--- START OF SELECTED EXCERPT ---

Bohemia After Dark is an album by jazz drummer Kenny Clarke, featuring the earliest recordings with Cannonball Adderley and Nat Adderley. It was released by Savoy Records in September 1955.

The album, and its first track, are titled after the Café Bohemia a restaurant where, between 1955 and 1960, jazz live sessions were held.

Reception
The Allmusic review by Scott Yanow states: "Although drummer Kenny Clarke is the nominal leader and the other sidemen include trumpeter Donald Byrd, Jerome Richardson on tenor and flute, pianist Horace Silver and bassist Paul Chambers, the impressive performance by the young Adderleys makes this a historic session that has often been reissued under Cannonball's name".

Track listing 
All compositions by Julian "Cannonball" Adderley & Nat Adderley, except where indicated.

--- END OF SELECTED EXCERPT ---
--- START OF ENTRIES ---

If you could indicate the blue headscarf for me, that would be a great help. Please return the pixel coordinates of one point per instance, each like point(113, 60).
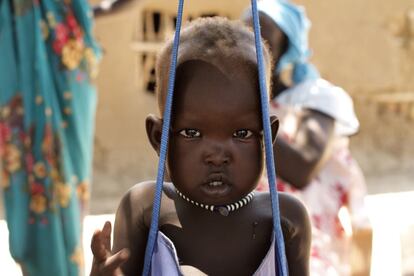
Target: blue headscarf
point(294, 23)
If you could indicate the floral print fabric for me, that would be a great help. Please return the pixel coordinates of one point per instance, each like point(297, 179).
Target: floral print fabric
point(47, 107)
point(334, 199)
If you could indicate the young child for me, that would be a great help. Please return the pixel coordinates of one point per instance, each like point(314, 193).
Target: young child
point(215, 158)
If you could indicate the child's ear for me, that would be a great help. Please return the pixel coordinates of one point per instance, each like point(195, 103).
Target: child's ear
point(153, 125)
point(274, 124)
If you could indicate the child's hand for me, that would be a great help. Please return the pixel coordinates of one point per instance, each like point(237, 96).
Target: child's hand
point(103, 262)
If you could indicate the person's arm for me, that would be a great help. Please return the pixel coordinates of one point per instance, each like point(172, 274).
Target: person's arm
point(299, 162)
point(130, 236)
point(297, 232)
point(109, 6)
point(131, 226)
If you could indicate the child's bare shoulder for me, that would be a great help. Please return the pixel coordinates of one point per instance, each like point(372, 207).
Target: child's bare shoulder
point(137, 202)
point(294, 217)
point(292, 209)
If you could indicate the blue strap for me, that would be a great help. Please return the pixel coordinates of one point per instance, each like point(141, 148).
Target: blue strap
point(153, 232)
point(270, 166)
point(152, 236)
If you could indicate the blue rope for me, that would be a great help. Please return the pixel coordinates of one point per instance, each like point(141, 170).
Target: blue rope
point(153, 232)
point(270, 166)
point(152, 236)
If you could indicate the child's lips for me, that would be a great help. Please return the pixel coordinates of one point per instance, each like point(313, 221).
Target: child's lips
point(215, 189)
point(216, 185)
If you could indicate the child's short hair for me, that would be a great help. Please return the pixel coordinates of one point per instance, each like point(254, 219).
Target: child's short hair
point(227, 45)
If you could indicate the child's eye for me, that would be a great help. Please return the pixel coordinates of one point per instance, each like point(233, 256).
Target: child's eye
point(242, 134)
point(190, 133)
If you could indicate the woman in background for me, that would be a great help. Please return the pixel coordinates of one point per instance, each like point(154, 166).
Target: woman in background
point(316, 120)
point(47, 108)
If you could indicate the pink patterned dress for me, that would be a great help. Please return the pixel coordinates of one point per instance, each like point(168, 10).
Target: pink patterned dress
point(334, 199)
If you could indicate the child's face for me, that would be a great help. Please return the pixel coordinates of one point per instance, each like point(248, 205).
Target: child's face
point(215, 154)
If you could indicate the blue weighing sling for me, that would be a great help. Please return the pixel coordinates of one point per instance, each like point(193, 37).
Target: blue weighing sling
point(280, 258)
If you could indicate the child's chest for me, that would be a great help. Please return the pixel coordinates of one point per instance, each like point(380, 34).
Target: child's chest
point(218, 245)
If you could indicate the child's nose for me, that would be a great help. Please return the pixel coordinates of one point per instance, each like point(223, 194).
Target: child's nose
point(216, 155)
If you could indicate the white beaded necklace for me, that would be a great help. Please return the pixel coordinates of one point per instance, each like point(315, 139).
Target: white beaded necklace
point(224, 210)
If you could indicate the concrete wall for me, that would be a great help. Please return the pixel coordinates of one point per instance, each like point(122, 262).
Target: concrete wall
point(364, 46)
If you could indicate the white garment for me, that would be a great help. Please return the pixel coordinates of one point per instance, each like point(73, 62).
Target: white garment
point(339, 188)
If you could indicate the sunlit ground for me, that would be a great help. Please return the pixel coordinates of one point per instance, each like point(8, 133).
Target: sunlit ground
point(391, 217)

--- END OF ENTRIES ---

* _STATED GOAL 1_
Reproduce the rows starting at the line that contains "If you could indicate the white garment" and stopping after the line that contains "point(339, 188)".
* _STATED GOAL 2_
Carry on the passage about the jazz album Bohemia After Dark, picking up after its final sentence.
The passage about the album has no connection to the rows that accompany it.

* _TASK RESPONSE 1_
If you could indicate the white garment for me, that would be a great help. Please return the pixel coordinates of one point per instance, each like point(73, 62).
Target: white garment
point(339, 188)

* _TASK RESPONSE 2_
 "Bohemia After Dark" (Oscar Pettiford) - 6:06  
 "Chasm" - 4:18  
 "Willow Weep for Me" (Ann Ronell) - 6:18  
 “Late Entry" - 6:56
 "Hear Me Talkin' to Ya" - 3:12  
 "With Apologies to Oscar" - 9:06  
 "We'll Be Together Again" (Carl T. Fischer, Frankie Laine) - 5:42  
 Recorded on June 28 (tracks 1-5 & 7), and July 14 (track 6), 1955

Personnel 
 Kenny Clarke - drums
 Cannonball Adderley - alto saxophone feature track 3
 Nat Adderley – cornet feature track 7
 Donald Byrd - trumpet tracks 1,2 and 5
 Jerome Richardson - tenor saxophone, or flute tracks 1,2 and 4
 Horace Silver -  piano (tracks 1-5 and 7)
 Hank Jones - piano (track 6)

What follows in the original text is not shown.